[TEXTO EXTRAÍDO]:

No meio de muitas queixas por deixar passageiros em terra, e de suspeitas de não estar a reencaminhar ou a indemnizar devidamente os passageiros que assim o desejassem, houve também quem questionasse se este não era um efeito negativo da estratégia de aperto sistemático dos custos aplicada pela Ryanair. Para já, defronta-se com um problema laboral, encabeçado pelos pilotos, com os trabalhadores a exigirem melhores condições, e que a empresa liderada por Michael O’Leary tem mostrado algumas dificuldades em solucionar.

Ainda assim, os resultados financeiros da empresa irlandesa continuam a ser bastante positivos, com um lucro de 1,3 mil milhões de euros no último ano fiscal, valor próximo do atingido pela Lufthansa (1,2 mil milhões). No caso da Alitalia e da Air Berlin, valores como estes eram vistos como algo utópico, e a sua luta era a de reduzir prejuízos (500 milhões de euros no último ano no caso da Alitalia, e 780 milhões no caso da Air Berlin).

[INSTRUÇÃO]:
Repete sem alterações a parte do texto sobre a Ryanair que começa em "Ainda assim, os" e termina em "da Air Berlin).".

Dados extraídos
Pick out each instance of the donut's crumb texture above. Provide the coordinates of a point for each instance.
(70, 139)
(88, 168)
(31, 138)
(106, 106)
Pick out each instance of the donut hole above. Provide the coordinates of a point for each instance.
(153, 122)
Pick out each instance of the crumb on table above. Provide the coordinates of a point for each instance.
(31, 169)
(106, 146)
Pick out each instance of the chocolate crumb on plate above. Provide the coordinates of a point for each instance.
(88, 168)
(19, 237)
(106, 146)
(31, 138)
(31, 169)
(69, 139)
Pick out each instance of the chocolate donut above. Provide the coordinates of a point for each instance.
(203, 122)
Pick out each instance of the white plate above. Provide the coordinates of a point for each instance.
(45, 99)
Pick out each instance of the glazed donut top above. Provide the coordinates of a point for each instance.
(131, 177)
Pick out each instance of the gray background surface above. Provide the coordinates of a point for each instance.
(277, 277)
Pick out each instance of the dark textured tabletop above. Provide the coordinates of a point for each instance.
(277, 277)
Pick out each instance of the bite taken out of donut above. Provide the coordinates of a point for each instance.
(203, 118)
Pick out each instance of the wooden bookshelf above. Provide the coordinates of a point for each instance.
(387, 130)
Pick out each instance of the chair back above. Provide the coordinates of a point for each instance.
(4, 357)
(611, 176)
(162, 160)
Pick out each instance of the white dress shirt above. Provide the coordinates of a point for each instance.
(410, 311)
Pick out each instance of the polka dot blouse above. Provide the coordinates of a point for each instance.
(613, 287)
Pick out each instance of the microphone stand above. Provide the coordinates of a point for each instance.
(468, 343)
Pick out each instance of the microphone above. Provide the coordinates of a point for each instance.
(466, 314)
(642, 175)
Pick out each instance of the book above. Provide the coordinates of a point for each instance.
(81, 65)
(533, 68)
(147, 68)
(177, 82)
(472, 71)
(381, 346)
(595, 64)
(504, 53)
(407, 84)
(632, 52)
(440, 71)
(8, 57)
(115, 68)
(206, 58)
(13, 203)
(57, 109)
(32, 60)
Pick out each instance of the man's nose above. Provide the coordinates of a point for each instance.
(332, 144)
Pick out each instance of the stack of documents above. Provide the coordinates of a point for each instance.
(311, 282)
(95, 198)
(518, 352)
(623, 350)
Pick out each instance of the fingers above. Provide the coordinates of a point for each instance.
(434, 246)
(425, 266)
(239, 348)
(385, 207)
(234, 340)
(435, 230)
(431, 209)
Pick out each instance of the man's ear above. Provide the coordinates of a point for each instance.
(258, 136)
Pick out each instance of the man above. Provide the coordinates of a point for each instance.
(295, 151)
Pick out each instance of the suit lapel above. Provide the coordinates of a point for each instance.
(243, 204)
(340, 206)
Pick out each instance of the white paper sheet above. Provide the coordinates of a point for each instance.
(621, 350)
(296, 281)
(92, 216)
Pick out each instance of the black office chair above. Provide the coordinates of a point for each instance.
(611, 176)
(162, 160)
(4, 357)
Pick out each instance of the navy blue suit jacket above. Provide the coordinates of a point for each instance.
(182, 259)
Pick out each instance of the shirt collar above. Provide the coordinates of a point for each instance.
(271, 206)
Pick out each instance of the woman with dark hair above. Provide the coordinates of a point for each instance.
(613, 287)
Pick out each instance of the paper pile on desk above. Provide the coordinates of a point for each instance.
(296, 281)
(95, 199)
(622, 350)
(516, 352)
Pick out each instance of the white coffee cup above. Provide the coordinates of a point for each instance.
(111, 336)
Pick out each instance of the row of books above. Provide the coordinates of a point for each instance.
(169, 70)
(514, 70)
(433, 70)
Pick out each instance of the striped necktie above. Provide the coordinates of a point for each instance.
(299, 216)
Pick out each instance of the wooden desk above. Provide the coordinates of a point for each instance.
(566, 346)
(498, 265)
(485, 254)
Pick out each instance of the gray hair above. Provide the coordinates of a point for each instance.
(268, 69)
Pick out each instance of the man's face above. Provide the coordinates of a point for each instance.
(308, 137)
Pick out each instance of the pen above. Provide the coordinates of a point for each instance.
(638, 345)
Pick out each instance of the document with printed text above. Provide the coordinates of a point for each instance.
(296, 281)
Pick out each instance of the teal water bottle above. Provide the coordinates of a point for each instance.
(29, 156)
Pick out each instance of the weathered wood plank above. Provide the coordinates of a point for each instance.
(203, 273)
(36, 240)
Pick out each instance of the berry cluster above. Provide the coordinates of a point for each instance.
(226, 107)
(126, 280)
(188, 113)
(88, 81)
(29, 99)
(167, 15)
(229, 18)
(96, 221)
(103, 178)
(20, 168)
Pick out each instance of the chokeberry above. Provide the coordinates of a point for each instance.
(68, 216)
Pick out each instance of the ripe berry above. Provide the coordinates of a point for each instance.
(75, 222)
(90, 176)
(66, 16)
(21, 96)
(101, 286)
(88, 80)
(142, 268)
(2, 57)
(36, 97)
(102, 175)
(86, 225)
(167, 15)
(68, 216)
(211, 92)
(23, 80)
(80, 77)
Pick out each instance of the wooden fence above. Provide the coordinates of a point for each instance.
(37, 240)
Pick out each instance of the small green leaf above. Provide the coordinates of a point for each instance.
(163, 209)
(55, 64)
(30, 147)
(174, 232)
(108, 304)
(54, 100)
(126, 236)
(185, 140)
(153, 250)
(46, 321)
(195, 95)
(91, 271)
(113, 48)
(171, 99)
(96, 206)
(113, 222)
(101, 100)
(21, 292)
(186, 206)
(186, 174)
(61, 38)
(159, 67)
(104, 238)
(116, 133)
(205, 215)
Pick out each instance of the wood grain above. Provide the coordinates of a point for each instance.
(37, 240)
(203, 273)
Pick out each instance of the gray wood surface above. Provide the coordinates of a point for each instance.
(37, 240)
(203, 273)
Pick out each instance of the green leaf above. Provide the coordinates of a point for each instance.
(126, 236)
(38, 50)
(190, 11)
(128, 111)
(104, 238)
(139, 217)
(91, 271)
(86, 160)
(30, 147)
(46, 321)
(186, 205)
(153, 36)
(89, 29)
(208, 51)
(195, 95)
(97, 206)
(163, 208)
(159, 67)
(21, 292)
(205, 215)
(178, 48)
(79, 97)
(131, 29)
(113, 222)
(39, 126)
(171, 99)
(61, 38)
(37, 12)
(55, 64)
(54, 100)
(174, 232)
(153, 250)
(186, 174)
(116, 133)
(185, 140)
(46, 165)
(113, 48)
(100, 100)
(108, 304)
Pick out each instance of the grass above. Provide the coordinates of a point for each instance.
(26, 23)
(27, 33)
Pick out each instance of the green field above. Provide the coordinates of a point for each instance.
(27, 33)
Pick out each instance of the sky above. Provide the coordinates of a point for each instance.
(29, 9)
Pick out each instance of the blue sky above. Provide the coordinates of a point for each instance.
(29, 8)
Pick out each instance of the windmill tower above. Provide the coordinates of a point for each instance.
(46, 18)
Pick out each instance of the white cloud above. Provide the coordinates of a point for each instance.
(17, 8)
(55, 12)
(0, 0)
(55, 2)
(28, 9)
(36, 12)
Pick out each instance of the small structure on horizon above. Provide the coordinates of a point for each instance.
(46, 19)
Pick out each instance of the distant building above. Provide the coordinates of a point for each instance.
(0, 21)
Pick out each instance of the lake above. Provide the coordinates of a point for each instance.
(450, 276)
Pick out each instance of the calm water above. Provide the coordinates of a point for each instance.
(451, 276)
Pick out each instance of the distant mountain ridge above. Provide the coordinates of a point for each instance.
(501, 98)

[RESULTADO DO EXERCÍCIO]:
Ainda assim, os resultados financeiros da empresa irlandesa continuam a ser bastante positivos, com um lucro de 1,3 mil milhões de euros no último ano fiscal, valor próximo do atingido pela Lufthansa (1,2 mil milhões). No caso da Alitalia e da Air Berlin, valores como estes eram vistos como algo utópico, e a sua luta era a de reduzir prejuízos (500 milhões de euros no último ano no caso da Alitalia, e 780 milhões no caso da Air Berlin).